■ Exercise text ■
= = =
As a global pandemic puts current gaps in resiliency–especially as they affect socioeconomic equity–in stark relief, we are witnessing those who are most vulnerable suffer disproportionately. While COVID-19 is a near-term public health crisis, climate change is an ongoing crisis with even greater stakes. The efforts we make to build climate resilience will ultimately help us weather shorter-term disasters as well. To get some answers about the resilience challenges posed by climate change, we spoke with Joyce Coffee, founder and President of Climate Resilience Consulting. Here are some of the highlights of our wide-ranging conversation.

What is climate resilience?

As a fundamental leadership goal, resilience includes improving the life and livelihood outcomes for all stakeholder groups. Climate resilience is ensuring that people are able to deal with and adapt to the impacts of climate change. As a climate resilience practitioner, I aim to build social equity as a means to create climate resilience. One way to do this is to improve livelihoods and lives in the communities that are most lacking in adaptive capacities. For instance, improving food security, local fair wage jobs and public health services can decrease the impact of climate change shocks and stresses. Overall, a vision for climate resilience entails putting social equity at the foundation of closing the gap between mitigation of greenhouse gas emissions and adapting to the changes that we can no longer avoid.

What are some of the barriers to climate resilience now?
= = =
■ Data below ■
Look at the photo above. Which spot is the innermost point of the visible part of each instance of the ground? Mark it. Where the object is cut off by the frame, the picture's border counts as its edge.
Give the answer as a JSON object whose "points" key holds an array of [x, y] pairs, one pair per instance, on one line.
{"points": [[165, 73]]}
= = =
■ The task ■
Write out the passage of the climate resilience text starting with "As a global" and going on through "our wide-ranging conversation.".

■ Task solution ■
As a global pandemic puts current gaps in resiliency–especially as they affect socioeconomic equity–in stark relief, we are witnessing those who are most vulnerable suffer disproportionately. While COVID-19 is a near-term public health crisis, climate change is an ongoing crisis with even greater stakes. The efforts we make to build climate resilience will ultimately help us weather shorter-term disasters as well. To get some answers about the resilience challenges posed by climate change, we spoke with Joyce Coffee, founder and President of Climate Resilience Consulting. Here are some of the highlights of our wide-ranging conversation.